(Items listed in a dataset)
** begin **

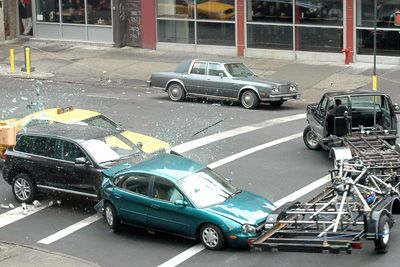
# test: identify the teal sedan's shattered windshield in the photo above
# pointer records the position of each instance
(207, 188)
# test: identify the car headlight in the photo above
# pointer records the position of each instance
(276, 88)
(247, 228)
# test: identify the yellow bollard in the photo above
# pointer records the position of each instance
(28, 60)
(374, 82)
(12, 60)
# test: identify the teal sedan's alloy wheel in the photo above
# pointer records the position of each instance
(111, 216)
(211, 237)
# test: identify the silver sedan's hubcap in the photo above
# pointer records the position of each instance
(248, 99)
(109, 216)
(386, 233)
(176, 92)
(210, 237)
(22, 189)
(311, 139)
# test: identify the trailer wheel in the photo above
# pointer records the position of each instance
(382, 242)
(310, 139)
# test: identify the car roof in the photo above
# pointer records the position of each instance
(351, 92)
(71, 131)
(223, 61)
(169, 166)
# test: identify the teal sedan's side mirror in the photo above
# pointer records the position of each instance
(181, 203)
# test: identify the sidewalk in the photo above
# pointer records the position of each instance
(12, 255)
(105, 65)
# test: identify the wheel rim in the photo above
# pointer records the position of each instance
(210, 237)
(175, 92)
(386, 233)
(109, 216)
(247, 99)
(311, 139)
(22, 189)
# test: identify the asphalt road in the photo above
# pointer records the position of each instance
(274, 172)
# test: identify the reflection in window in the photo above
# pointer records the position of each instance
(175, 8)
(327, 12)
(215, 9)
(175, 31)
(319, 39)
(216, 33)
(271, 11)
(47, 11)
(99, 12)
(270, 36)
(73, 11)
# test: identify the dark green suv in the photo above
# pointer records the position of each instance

** end **

## [Problem to solve]
Lay out every line of the material above as a numbered list, skipping blank lines. Leave the pictures out of your answer.

## [Result of this task]
1. # test: identify the teal sedan's shattered windshield in the photo above
2. # pointer records the position of each instance
3. (207, 188)
4. # test: identify the car headlight in the photo above
5. # pointer records the position of each instance
6. (276, 88)
7. (247, 228)
8. # test: identify the yellow bollard in the photo above
9. # pointer records the position of each instance
10. (28, 60)
11. (374, 82)
12. (12, 60)
13. # test: identify the teal sedan's alloy wheel in the photo above
14. # pointer records the position of each instance
15. (111, 216)
16. (211, 237)
17. # test: identify the silver sedan's hubcap in the photo above
18. # pointer records the position of each instance
19. (248, 99)
20. (109, 216)
21. (386, 233)
22. (176, 92)
23. (210, 237)
24. (22, 189)
25. (311, 139)
26. # test: identify the trailer wheel in the photo above
27. # pointer records the position of each instance
28. (382, 242)
29. (310, 139)
30. # test: identify the car roof in the photo above
31. # pointer records the position of each instance
32. (351, 92)
33. (71, 131)
34. (223, 61)
35. (169, 166)
36. # test: identify the teal sedan's side mirror in the photo above
37. # pointer records the position of each instance
38. (181, 203)
39. # test: identify the sidewalk in the photo above
40. # pointer records the position of each instance
41. (12, 255)
42. (105, 65)
43. # test: identify the wheel rim in the photo above
44. # pointer records the position of each instance
45. (210, 237)
46. (175, 92)
47. (386, 233)
48. (109, 216)
49. (247, 99)
50. (311, 139)
51. (22, 189)
52. # test: identify the asphalt road in the photo above
53. # pointer records the position of each instance
54. (274, 172)
55. # test: identify the reflection in window in the photo above
56. # pointer records the position of each instance
57. (175, 8)
58. (327, 12)
59. (215, 9)
60. (175, 31)
61. (319, 39)
62. (216, 33)
63. (271, 11)
64. (47, 11)
65. (99, 12)
66. (270, 36)
67. (73, 11)
68. # test: identify the dark green suv in the photo above
69. # pointer records the position of each instance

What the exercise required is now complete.